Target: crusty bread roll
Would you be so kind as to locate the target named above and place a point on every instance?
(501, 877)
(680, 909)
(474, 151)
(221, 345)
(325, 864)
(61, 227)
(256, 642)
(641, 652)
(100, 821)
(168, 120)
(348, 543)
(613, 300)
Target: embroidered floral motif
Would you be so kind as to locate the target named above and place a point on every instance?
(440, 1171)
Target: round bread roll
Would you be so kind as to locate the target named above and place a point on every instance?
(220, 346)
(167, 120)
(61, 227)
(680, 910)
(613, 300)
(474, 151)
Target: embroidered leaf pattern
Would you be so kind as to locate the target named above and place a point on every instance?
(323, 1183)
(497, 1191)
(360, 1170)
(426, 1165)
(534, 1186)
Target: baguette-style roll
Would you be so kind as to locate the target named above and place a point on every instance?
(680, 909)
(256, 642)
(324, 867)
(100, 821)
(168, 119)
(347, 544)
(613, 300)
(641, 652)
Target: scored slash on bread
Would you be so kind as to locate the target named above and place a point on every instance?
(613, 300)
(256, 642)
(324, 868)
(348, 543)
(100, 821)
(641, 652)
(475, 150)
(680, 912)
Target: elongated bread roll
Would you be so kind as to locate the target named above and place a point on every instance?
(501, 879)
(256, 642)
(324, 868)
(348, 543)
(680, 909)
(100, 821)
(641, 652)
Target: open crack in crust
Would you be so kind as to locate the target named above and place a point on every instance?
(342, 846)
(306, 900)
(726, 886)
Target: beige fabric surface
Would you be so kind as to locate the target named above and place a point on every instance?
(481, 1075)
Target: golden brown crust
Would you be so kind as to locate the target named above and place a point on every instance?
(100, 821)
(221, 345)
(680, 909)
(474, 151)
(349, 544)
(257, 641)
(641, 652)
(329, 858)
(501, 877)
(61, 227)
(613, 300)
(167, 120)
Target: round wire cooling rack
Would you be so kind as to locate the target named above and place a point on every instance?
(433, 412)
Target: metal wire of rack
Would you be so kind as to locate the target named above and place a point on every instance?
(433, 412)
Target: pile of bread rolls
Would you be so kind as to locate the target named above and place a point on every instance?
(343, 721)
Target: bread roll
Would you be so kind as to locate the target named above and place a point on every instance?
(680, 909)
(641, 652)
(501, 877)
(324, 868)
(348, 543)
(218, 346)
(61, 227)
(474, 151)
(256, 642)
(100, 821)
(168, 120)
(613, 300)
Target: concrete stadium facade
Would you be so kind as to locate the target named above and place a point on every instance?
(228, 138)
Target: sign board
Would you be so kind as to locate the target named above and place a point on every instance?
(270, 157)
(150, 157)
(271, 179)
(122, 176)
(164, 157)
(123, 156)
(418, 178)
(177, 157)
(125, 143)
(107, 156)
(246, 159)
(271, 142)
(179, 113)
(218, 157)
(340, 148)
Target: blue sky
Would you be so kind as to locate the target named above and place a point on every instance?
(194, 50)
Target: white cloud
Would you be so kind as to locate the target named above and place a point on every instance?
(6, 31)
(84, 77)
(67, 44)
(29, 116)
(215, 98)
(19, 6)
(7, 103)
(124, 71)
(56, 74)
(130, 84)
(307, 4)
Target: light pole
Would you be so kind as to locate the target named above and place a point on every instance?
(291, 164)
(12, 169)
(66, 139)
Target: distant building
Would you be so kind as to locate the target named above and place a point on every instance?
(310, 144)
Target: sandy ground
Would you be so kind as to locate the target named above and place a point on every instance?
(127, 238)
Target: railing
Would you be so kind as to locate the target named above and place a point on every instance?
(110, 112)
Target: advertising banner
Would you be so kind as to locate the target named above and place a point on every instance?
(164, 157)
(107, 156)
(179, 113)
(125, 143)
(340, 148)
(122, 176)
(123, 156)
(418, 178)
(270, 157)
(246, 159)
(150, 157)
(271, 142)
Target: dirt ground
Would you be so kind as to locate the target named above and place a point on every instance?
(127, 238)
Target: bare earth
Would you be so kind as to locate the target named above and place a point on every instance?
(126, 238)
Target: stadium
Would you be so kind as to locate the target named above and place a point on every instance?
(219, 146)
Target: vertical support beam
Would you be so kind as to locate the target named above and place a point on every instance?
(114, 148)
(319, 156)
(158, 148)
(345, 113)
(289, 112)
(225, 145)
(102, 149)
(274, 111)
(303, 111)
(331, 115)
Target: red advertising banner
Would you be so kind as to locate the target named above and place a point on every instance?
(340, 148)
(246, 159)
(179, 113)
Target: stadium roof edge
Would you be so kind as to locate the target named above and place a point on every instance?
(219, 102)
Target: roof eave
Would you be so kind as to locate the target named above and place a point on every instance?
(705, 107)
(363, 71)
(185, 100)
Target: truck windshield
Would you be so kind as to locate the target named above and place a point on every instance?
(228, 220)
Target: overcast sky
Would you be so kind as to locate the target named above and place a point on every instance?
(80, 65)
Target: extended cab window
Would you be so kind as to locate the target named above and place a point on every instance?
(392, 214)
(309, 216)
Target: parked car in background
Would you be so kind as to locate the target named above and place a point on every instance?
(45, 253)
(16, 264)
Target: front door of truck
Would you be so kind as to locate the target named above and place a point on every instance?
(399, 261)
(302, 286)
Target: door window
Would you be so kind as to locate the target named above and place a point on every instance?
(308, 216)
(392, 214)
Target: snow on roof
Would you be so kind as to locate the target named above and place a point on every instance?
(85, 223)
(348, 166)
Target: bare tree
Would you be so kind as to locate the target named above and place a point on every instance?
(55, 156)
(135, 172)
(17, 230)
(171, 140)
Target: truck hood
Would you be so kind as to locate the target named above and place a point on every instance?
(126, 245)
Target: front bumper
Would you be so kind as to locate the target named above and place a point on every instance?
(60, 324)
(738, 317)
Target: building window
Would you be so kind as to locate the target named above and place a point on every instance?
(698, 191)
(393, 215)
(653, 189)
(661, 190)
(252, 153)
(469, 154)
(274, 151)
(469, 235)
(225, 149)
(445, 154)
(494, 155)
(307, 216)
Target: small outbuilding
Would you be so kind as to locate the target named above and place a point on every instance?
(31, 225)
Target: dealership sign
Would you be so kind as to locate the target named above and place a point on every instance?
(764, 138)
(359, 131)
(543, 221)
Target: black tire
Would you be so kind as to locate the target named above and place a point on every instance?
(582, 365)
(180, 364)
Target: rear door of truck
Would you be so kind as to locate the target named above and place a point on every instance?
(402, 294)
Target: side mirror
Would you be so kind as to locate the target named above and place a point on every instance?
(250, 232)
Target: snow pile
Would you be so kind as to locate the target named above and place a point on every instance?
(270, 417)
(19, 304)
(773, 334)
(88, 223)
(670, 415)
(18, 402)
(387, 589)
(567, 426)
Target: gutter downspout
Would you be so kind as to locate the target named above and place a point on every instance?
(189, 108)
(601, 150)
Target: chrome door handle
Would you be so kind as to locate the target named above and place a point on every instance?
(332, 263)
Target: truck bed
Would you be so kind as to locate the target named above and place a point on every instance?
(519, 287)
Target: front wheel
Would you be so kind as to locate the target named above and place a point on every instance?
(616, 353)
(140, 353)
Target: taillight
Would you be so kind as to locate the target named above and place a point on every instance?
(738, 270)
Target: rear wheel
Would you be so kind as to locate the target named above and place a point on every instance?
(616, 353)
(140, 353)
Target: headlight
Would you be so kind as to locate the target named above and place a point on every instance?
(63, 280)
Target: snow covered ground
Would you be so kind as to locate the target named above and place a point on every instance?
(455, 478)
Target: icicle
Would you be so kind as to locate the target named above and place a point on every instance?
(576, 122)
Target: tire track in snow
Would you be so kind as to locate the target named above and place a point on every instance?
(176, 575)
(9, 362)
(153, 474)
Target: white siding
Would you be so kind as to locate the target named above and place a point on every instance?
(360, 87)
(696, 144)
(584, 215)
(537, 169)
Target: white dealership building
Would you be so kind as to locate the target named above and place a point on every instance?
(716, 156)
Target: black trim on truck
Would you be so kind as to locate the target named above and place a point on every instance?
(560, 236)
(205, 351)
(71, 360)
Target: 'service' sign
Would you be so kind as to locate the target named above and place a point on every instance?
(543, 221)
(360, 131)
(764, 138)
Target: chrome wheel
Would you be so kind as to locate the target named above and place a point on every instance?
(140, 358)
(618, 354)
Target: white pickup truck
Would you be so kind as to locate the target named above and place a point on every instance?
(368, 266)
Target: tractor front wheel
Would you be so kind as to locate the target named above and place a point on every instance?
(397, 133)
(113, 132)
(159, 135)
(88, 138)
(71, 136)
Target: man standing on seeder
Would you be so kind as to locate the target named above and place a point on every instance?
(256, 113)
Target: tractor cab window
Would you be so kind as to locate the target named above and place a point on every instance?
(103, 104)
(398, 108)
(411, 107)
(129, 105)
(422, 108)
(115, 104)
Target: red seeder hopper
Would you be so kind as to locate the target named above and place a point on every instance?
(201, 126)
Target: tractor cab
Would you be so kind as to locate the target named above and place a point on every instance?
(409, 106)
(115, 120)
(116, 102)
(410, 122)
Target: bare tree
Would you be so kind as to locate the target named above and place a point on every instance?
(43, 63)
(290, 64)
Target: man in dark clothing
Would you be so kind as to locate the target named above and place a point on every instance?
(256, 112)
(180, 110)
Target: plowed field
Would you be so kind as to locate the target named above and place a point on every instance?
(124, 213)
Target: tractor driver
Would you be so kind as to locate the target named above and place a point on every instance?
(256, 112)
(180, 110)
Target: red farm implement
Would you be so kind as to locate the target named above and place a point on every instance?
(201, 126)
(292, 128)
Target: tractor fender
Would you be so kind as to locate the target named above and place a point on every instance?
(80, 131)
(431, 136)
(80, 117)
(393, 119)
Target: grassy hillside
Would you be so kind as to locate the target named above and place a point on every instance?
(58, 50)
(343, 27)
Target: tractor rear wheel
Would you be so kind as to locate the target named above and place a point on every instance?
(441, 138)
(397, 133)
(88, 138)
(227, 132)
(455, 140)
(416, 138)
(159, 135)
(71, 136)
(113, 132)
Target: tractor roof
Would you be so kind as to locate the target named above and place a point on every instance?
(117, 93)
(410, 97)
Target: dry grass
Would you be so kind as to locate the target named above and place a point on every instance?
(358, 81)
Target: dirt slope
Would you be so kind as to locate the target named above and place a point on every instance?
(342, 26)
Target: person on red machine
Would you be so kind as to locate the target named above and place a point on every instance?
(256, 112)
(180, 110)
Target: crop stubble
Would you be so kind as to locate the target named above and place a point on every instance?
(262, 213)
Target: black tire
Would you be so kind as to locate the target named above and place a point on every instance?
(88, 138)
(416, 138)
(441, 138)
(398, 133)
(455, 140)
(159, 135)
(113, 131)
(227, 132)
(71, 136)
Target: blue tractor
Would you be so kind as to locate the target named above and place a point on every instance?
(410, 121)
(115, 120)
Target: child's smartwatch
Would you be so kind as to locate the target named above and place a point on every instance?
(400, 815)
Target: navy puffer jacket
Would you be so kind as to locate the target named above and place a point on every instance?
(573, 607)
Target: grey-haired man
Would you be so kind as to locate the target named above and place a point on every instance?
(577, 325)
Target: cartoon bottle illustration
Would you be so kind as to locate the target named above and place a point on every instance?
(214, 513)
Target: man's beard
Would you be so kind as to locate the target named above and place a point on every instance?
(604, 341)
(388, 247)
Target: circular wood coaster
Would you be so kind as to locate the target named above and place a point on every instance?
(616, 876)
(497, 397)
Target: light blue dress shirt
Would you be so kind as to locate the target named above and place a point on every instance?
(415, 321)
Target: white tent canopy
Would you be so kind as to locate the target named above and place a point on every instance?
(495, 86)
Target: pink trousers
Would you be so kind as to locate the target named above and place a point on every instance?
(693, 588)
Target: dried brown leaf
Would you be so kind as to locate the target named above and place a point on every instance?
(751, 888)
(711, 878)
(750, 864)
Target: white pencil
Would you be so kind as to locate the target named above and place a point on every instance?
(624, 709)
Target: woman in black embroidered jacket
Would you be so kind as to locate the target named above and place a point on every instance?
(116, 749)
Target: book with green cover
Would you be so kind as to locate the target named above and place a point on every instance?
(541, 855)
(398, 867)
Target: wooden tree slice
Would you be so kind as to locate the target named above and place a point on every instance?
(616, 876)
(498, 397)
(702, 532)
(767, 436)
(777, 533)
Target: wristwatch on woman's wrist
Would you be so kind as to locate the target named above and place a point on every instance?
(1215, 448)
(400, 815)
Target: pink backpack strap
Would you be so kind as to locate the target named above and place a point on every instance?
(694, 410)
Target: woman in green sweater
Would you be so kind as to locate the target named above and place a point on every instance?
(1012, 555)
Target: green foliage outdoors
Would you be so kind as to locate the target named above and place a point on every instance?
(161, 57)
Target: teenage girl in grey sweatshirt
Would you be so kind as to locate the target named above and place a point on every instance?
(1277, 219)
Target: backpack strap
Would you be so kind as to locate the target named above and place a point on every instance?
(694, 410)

→ **Work task**
Reproduce exactly the entries above, limited to the lines from the one with "Target: light pole" through the one with "Target: advertising banner", both included.

→ **Completed task**
Target: light pole
Would you be so kind as to locate the target named above and place a point on every instance?
(291, 164)
(12, 169)
(66, 139)
Target: distant building
Would you be so kind as to locate the target named above and place a point on every instance?
(310, 144)
Target: sandy ground
Would you be so kind as to locate the target named above and place a point on every instance?
(127, 238)
Target: railing
Would you be so kind as to locate the target named above and place a point on every instance?
(110, 112)
Target: advertising banner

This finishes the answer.